## OBJECTIVE
Turn the material below into a numbered list with one item per line, dropping the blank lines and leaving out the picture.

<<<<

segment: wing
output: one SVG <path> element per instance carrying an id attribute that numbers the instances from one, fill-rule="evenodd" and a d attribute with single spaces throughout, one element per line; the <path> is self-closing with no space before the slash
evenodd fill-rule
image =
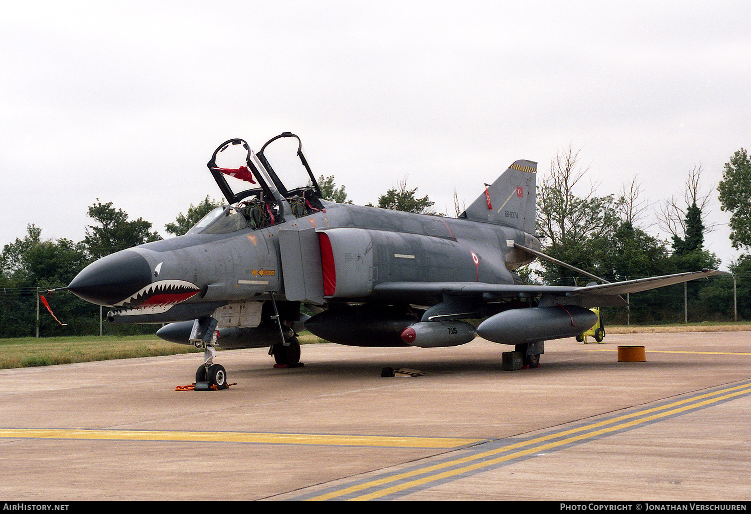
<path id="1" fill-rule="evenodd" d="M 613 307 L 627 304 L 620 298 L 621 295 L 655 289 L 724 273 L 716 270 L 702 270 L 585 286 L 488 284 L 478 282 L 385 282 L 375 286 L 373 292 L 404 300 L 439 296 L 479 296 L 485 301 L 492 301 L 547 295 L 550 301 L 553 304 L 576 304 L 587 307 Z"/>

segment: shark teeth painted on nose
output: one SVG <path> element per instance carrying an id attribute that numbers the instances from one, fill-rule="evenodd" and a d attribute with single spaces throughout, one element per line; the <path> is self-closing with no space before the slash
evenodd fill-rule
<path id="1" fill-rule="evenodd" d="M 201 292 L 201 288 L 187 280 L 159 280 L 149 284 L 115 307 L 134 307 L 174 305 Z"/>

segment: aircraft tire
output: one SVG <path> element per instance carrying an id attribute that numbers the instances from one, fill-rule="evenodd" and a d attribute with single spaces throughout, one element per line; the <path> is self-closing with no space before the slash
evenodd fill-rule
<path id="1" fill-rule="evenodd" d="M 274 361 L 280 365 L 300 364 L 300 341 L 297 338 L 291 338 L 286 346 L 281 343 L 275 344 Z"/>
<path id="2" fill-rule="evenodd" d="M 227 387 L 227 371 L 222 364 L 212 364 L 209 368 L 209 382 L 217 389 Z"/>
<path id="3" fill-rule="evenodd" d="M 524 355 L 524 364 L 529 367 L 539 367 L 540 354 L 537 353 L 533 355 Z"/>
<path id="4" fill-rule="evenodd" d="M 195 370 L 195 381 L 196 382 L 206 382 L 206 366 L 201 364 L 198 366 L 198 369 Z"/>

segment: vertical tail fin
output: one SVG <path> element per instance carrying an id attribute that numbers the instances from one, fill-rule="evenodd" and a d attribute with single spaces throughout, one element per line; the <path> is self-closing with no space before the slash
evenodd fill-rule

>>>>

## EXERCISE RESULT
1. segment: wing
2. output: one SVG <path> element per instance carrying an id attribute that numbers the instances from one, fill-rule="evenodd" and a d attribute with single spaces throughout, one element per line; the <path> is self-closing with no space before the slash
3. evenodd fill-rule
4. image =
5. <path id="1" fill-rule="evenodd" d="M 613 307 L 627 304 L 620 298 L 621 295 L 655 289 L 724 273 L 716 270 L 702 270 L 585 286 L 488 284 L 478 282 L 385 282 L 375 286 L 373 292 L 404 300 L 439 296 L 479 296 L 485 301 L 492 301 L 547 295 L 550 301 L 553 304 L 576 304 L 587 307 Z"/>
6. segment: shark teeth painted on nose
7. output: one SVG <path> element per instance carrying an id attribute that numbers the instances from one, fill-rule="evenodd" and a d attribute with single spaces throughout, one element per line; the <path> is self-closing with no space before the slash
8. evenodd fill-rule
9. <path id="1" fill-rule="evenodd" d="M 201 292 L 201 288 L 187 280 L 159 280 L 149 284 L 115 307 L 134 307 L 174 305 Z"/>
10. segment: aircraft tire
11. output: one SVG <path> element per instance carrying an id attribute that numbers the instances from one, fill-rule="evenodd" and a d attribute with single spaces throughout, one element per line; the <path> is self-closing with no space before the slash
12. evenodd fill-rule
13. <path id="1" fill-rule="evenodd" d="M 274 361 L 280 365 L 300 364 L 300 341 L 297 338 L 291 338 L 286 346 L 281 343 L 275 344 Z"/>
14. <path id="2" fill-rule="evenodd" d="M 227 387 L 227 371 L 222 364 L 212 364 L 209 368 L 209 382 L 217 389 Z"/>
15. <path id="3" fill-rule="evenodd" d="M 524 355 L 524 364 L 529 367 L 539 367 L 540 354 L 537 353 L 533 355 Z"/>
16. <path id="4" fill-rule="evenodd" d="M 195 370 L 195 381 L 196 382 L 206 382 L 206 366 L 201 364 L 198 366 L 198 369 Z"/>
17. segment: vertical tail fin
18. output: one SVG <path> element per instance carrying an id attribute that numbers the instances from one, fill-rule="evenodd" and a d attribute with single spaces throughout, one element per line; the <path> is self-closing with no space before the slash
19. evenodd fill-rule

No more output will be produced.